┌─ TEXT TO READ

Low Point: The Mortal Iron Fist wasn't a bad idea for a story, but the art wasn't helping as much as I'd like, and I had some issues with how Danny won the battle. [Getting crazy always works in a fight! It's what made Wolverine into the big, multi-title appearing success he is today!]

Moon Knight #20-25: I started buying it for the Mike Deodato drawn battle with Werewolf by Night, and I've stuck around for the running battle with the Thunderbolts. Of course, now he's going to run into the Punisher, and that may test my tolerance for the Punisher outside the MAX bubble. Say Wade, maybe you should hunt down Jack Russell. I bet there are a lot of people who would pay big money for a werewolf. [Sure, I love dogs. Like Air Bud, how does the dog shoot a basketball? How does it pass the ball? Is it the Stephon Marbury of sports movie animals?] Are you going to keep referencing old movies all day (and I don't believe Marbury is a good example anymore)? [Yes.] What about my suggestion? [Not until someone hires me for it. What good is it to have a werewolf in a cage, waiting for someone who wants to buy it?] You could teach it tricks, or poke it with a stick. [Hmm. . .]

High Point: I really liked #20. The battle with the werewolf, what it helped Spector realize about himself. Although, he seemed more stable in that flashback than he does in the present, maybe because of Marlene. The way he tricked Bullseye was pretty good too. The sort of reconciliation with Frenchie and Ray was nice too, since he had been kind of an ass to them.

└─

WHAT YOU HAVE TO DO
Answer these questions using the comic review excerpt:
1. Aside from the art, what did the reviewer have issues with in The Mortal Iron Fist?
2. Whose drawn battle with Werewolf by Night got the reviewer to start buying Moon Knight?
3. Which Moon Knight issue did the reviewer really like?

┌─ DATA LISTING

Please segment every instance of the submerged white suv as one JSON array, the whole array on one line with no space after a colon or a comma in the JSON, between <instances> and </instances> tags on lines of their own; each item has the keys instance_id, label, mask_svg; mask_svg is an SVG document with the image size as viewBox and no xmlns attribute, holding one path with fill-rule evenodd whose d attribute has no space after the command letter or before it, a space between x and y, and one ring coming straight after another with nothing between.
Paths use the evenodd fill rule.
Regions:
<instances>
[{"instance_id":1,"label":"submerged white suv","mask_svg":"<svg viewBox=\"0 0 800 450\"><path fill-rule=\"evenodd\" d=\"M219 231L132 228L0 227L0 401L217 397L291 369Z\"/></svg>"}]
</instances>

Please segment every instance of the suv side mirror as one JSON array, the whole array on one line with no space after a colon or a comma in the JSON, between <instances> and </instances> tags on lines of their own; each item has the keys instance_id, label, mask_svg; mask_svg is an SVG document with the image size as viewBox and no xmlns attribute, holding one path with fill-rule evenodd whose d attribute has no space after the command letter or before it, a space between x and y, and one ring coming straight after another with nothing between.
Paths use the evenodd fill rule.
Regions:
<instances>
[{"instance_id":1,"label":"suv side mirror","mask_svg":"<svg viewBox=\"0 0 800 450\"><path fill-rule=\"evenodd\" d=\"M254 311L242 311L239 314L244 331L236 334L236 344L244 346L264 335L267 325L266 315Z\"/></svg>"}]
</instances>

└─

ANSWER IN FULL
1. How Danny won the battle.
2. Mike Deodato's.
3. #20.